> [SOURCE PASSAGE]:
The comprehensive study was presented to the Faculty Council on Nov. 3 after several campus groups that deal with gender equity approached the chancellor and the provost in 2001, asking for an examination of salary disparities at UNC-CH. The full report's results were made available Wednesday.
Executive Associate Provost Bernadette Gray-Little worked with Lynn Williford, associate provost and director of institutional research, to conduct the study, using methods applied in similar analyses at institutions like N.C. State and Duke universities.
What makes this study different from similar salary analyses done at UNC-CH is that it is a campuswide study, including the clinical areas of the schools of Dentistry and Medicine, and includes non-tenure track faculty.
Provost Robert Shelton said the first thing that needs to be done is to examine the results of individual departments to find out why the disparity is there.

> [DATA EXTRACTS]:
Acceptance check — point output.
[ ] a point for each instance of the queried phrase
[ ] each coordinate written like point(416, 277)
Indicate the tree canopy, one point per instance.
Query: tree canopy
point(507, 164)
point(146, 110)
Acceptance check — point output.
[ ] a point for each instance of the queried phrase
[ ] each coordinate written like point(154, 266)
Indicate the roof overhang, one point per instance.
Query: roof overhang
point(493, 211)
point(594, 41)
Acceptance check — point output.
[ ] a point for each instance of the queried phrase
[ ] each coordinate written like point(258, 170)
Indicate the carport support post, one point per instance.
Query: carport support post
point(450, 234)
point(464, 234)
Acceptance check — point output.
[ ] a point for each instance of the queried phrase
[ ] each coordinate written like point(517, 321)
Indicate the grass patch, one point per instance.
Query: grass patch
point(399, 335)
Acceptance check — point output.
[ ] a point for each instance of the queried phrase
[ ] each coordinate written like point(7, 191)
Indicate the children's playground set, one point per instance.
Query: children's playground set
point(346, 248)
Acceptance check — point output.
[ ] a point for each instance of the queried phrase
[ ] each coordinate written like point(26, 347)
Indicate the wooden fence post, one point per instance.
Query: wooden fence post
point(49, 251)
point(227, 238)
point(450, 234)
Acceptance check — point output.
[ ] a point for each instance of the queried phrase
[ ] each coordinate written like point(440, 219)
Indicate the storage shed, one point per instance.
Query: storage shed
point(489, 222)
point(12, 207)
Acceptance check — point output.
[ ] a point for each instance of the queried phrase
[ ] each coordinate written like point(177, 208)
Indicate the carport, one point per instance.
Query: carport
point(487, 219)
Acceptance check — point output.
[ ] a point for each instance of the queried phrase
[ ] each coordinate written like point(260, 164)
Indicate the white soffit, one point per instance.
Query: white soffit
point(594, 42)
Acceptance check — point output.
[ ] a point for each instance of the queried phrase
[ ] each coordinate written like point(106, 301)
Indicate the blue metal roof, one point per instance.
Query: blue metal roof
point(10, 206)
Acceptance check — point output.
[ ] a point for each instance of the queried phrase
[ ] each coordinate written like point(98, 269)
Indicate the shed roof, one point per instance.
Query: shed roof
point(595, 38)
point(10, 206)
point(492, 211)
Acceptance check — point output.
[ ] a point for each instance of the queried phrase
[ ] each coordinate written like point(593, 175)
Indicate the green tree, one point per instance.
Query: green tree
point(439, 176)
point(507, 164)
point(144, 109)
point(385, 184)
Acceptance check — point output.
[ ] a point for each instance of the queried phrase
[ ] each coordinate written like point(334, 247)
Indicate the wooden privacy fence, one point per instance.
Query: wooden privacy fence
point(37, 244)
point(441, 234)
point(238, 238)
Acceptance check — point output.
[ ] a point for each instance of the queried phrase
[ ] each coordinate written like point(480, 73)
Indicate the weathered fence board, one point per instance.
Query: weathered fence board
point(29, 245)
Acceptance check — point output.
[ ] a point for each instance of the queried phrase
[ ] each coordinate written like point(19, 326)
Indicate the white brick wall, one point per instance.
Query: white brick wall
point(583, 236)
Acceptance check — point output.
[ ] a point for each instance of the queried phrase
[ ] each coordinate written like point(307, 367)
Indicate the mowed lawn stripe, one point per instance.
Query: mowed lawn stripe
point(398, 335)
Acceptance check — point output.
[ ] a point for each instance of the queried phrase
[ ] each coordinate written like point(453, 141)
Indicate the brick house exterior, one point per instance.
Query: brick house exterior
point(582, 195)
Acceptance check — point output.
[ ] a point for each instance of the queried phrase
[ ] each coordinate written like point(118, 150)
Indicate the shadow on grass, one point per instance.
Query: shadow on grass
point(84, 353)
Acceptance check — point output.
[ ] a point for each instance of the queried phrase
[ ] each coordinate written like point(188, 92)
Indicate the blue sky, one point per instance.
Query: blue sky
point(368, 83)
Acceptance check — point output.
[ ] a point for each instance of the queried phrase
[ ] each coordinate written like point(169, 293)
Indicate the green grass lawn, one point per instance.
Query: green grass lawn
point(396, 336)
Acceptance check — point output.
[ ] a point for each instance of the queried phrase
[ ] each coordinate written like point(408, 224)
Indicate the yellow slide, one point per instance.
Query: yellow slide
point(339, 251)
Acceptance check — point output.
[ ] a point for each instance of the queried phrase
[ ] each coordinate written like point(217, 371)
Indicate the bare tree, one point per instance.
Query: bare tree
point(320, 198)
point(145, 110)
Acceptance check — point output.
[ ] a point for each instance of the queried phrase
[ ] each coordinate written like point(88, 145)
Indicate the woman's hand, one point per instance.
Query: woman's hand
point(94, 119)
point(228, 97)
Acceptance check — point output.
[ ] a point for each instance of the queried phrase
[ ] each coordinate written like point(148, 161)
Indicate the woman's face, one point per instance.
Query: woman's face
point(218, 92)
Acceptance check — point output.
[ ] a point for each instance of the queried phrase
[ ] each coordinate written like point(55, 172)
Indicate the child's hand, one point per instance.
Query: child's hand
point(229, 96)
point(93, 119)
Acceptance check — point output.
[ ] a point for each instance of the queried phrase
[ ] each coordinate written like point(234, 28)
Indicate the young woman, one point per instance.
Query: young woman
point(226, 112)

> [COMPLETE THE FOLLOWING]:
1 – Duplicate the part of the salary study article from "Executive Associate Provost" up to and including "disparity is there.".
2 – Answer these questions from the salary study article:
(a) On what date was the study presented to the Faculty Council?
(b) Who worked with Bernadette Gray-Little to conduct the study?
(c) What does Provost Robert Shelton say is the first thing that needs to be done?
3 – Take the article on the UNC-CH faculty salary study further from its last sentence.
The records have no connection to the article on the UNC-CH faculty salary study.

> [ANSWERS TO EACH TASK]:
1 –
Executive Associate Provost Bernadette Gray-Little worked with Lynn Williford, associate provost and director of institutional research, to conduct the study, using methods applied in similar analyses at institutions like N.C. State and Duke universities.
What makes this study different from similar salary analyses done at UNC-CH is that it is a campuswide study, including the clinical areas of the schools of Dentistry and Medicine, and includes non-tenure track faculty.
Provost Robert Shelton said the first thing that needs to be done is to examine the results of individual departments to find out why the disparity is there.

2 –
(a) Nov. 3
(b) Lynn Williford, associate provost and director of institutional research
(c) Examine the results of individual departments to find out why the disparity is there

3 –
The study shows that about 80 percent of the disparity is due to variables included in the study, such as years at the University and rank. But about 15 percent to 20 percent of the disparity is unexplained.
One theory behind the discrepancy is the idea that women aren't as likely to leave or to threaten to leave for better salaries as are men. Risa Palm, dean of the College of Arts and Sciences, where men receive $1,169 more than women, said that while women sometimes do not threaten to leave, this shouldn't be the case.
"One of the issues is that after a certain period, the longer you stay at the University, the more your salary is damaged," Palm said.
Etta Pisano, chairwoman of the UNC-CH Committee on the Status of Women, said one reason women are less likely to threaten to leave is because many want to raise families. There is no excuse to underpay faculty based on these circumstances, she said.
"There are ways to make both men and women more comfortable in the stage of their careers where they want to start a family."